▸ Set task
Reproduce word for word the part of the Las Vegas X-Train forum thread starting with "Interesting. Seeing how" and going on through "watch this unfold.".
*** Reading passage
# Las Vegas Xpress/X-Train Starting In 2019?



## Philly Amtrak Fan (Nov 22, 2018)

Happy Thanksgiving!

http://trn.trains.com/news/news-wire/2018/11/x-train-planning-california-las-vegas-service-in-2019

Note this is not Xpress West/Brightline/Virgin America. Also, they decided to forget about Amtrak altogether.


----------



## TinCan782 (Nov 22, 2018)

Interesting. Seeing how the X-Train saga played out, would this one succeed? It seemed to me the 2013 concept was a lot of talk (hype) with nothing delivered.

If they beat Xpress West/Brightline/Virgin to the punch, would UP and BNSF then agree to two competing private trains on their  ROW's?

I'll sit back and watch this unfold.


----------



## cirdan (Nov 22, 2018)

I don't thgink Xpres West and Xtrain are necessarily rivals as one is seeking an efficient and fast trip and the other is seeking to make the trip istself a central part of the attraction. I expect they will also be competing in different price classes


----------



## cpotisch (Nov 22, 2018)

Philly Amtrak Fan said:


> Happy Thanksgiving!
> 
> http://trn.trains.com/news/news-wire/2018/11/x-train-planning-california-las-vegas-service-in-2019
> 
> Note this is not Xpress West/Brightline/Virgin America. Also, they decided to forget about Amtrak altogether.


A small point, but just so you know, Virgin America is/was the airline. Brightline will be Virgin Trains USA.
******
*** Source data
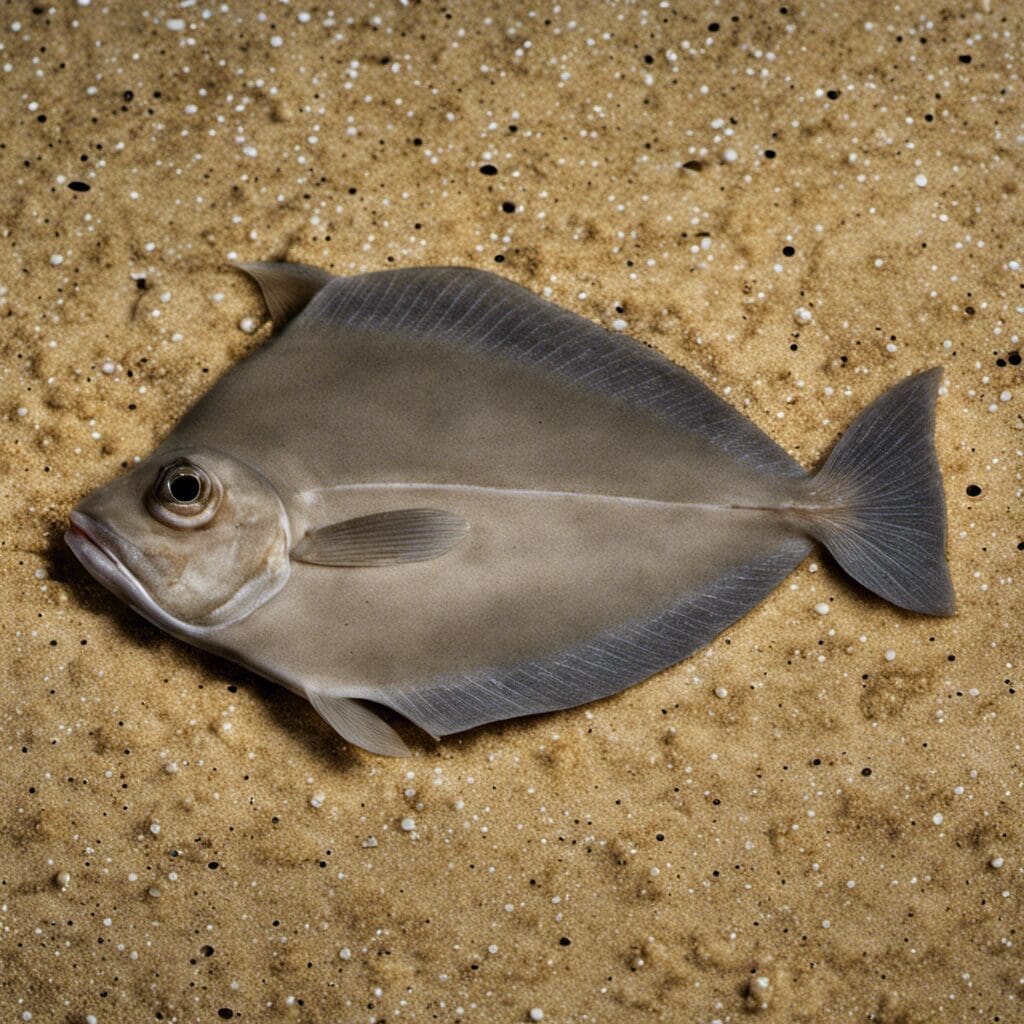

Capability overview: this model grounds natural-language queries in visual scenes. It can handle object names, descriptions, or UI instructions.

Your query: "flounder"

[66,263,953,754]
******
▸ Final answer
Interesting. Seeing how the X-Train saga played out, would this one succeed? It seemed to me the 2013 concept was a lot of talk (hype) with nothing delivered.

If they beat Xpress West/Brightline/Virgin to the punch, would UP and BNSF then agree to two competing private trains on their  ROW's?

I'll sit back and watch this unfold.